*** Texte fourni
Un mois après l'examen d'un texte coercitif du groupe communiste, la commission des affaires sociales de l'Assemblée nationale a examiné ce mercredi la proposition de loi « d'urgence contre la désertification médicale », quasiment identique, portée cette fois par le député socialiste Guillaume Garot. Durant deux heures, l'opiniâtre élu de la Mayenne, soutenu par les députés socialistes et apparentés, du groupe UDI et de la France insoumise a de nouveau réclamé en vain une régulation de l’installation des médecins libéraux pour lutter contre les déserts médicaux.
Le député n'a pas ménagé ses efforts pour convaincre ses collègues du bien-fondé de ses deux propositions : la mise en place d'un conventionnement sélectif avec le principe d'un départ pour une arrivée dans les zones surdotées en offre médicale (article 1) et une obligation exceptionnelle et transitoire d'exercice pour les internes à exercer dans les zones sous-denses pendant trois ans, à savoir la dernière année d'internat et les deux premières années suivant l'obtention du diplôme (article 2).
Malgré « tous les dispositifs incitatifs qui coûtent une fortune à la nation », a tonné le député, les inégalités territoriales se creusent. « En 2019, il y avait 6 millions de Français qui vivaient dans un désert médical. Aujourd'hui, ils sont 8 millions », a martelé Guillaume Garot.
Les études médicales payées par la Nation ?
******
*** Entrées extraites
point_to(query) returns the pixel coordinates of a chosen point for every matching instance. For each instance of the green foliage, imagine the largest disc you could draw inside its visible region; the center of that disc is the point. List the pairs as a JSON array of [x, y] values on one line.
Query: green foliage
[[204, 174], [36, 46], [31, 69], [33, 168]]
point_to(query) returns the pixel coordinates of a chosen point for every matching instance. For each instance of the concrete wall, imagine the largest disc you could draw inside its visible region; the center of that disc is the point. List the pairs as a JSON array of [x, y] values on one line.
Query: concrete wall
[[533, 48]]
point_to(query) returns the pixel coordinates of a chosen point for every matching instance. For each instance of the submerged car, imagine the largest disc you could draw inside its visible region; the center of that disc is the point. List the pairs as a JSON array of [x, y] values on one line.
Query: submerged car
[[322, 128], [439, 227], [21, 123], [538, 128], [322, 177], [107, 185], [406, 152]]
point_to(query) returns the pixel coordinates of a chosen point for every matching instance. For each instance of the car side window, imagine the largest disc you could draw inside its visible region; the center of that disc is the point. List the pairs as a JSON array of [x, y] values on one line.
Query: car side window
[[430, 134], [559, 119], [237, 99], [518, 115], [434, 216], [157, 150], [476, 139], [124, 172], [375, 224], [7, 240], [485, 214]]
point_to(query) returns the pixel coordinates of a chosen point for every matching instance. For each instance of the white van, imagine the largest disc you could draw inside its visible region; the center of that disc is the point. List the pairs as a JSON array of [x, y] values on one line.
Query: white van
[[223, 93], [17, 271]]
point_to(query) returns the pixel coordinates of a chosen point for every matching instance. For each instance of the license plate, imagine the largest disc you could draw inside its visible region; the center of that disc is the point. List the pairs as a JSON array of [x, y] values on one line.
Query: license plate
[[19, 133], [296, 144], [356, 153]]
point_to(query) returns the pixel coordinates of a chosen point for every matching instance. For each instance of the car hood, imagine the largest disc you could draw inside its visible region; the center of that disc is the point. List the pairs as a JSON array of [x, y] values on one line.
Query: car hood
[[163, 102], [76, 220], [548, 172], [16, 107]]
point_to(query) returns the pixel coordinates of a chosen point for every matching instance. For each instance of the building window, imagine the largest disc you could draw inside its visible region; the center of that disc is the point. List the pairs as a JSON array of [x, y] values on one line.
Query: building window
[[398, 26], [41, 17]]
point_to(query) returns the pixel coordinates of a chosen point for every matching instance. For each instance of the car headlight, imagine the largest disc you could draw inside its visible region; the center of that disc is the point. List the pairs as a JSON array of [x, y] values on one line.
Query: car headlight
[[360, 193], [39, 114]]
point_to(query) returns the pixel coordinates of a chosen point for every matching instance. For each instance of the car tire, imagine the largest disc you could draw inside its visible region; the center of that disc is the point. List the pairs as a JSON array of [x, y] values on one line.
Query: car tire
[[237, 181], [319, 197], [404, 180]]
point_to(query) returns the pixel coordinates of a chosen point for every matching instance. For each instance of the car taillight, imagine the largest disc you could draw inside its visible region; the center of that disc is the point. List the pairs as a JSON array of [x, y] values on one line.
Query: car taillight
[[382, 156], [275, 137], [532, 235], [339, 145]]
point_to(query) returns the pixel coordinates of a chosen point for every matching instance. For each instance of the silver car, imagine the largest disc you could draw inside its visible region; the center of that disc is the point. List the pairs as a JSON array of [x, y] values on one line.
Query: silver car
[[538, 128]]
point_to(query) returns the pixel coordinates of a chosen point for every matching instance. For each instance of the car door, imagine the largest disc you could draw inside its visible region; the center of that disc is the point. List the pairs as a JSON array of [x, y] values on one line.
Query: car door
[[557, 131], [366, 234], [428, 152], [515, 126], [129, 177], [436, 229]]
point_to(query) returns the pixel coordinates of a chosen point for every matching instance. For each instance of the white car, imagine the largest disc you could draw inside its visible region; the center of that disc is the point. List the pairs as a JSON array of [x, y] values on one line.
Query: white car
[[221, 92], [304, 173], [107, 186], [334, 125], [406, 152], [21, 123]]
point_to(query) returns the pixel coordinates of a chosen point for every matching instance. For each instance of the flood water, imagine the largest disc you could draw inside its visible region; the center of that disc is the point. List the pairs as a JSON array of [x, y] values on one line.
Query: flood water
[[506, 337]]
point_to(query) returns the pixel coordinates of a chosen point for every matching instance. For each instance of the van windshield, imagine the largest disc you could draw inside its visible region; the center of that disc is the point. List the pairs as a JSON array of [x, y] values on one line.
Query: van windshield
******
*Exercices*.
a. D'après le texte sur la désertification médicale, combien de Français vivaient dans un désert médical en 2019 ?
b. Poursuivez le texte sur la désertification médicale en reprenant juste après sa dernière ligne.

*Réponses dans l'ordre*.
a. Six millions de Français.

b.
Face aux difficultés d'accès aux soins, les mesures incitatives restent certes « nécessaires », a convenu l'élu, comme le financement d’assistants médicaux, les contrats d’engagement de service public (CESP) avec des étudiants, le développement des maisons de santé ou le passage du numerus clausus à un numerus apertus. « Mais ces mesures ne répondent pas à l’urgence de la situation, a évacué le député socialiste. La Nation finance les études des médecins, garantit leurs revenus. Qu'est-ce qu'il y aurait de choquant de se mettre autour de la table pour trouver une meilleure répartition médicale ? Le moment est venu de refonder le contrat entre la Nation et les médecins ».
Des arguments balayés sans surprise par les deux fers de lance de la majorité présidentielle sur ces sujets. En première ligne, les Drs Stéphanie Rist (Loiret) et Thomas Mesnier (Charente) se sont relayés pour démonter toute tentative de régulation, jugée « inefficace » avec des « effets pervers » pour la population. « Le nombre de médecins étant aujourd'hui trop faible, les patients seraient obligés d'aller voir des médecins non conventionnés donc de supporter la contrainte financière du non-remboursement, a expliqué la rhumatologue. La question de l'accès à l'offre de soins ne doit pas s'analyser sous le seul prisme de l'accès à un médecin. Il nous faut permettre un accès à des soins pluridisciplinaires. »
Le Dr Thomas Mesnier, urgentiste et rapporteur général de la loi de financement de la Sécurité sociale 2022, a soutenu que cette « mesure autoritaire » ne fonctionne pas dans les pays qui l'ont appliqué. « Au contraire, il faut poursuivre dans la voie que nous menons depuis 2017, probablement plus vite et plus fort ! Il faut développer encore le partage de compétences, donner plus d'autonomie aux infirmiers. »
La liberté d'installation, modèle « qui déraille »
Le groupe LR n'a pas soutenu cette proposition de loi socialiste. « Ce texte qui a avant tout une approche géographique ne répond pas aux enjeux, a enfoncé Marine Brenier, députée LR des Alpes-Maritimes. Il propose de mettre fin à la liberté d'installation. Or la liberté d'installation doit rester le maître mot de la profession médicale. Les solutions doivent être trouvées ailleurs pour être efficaces. »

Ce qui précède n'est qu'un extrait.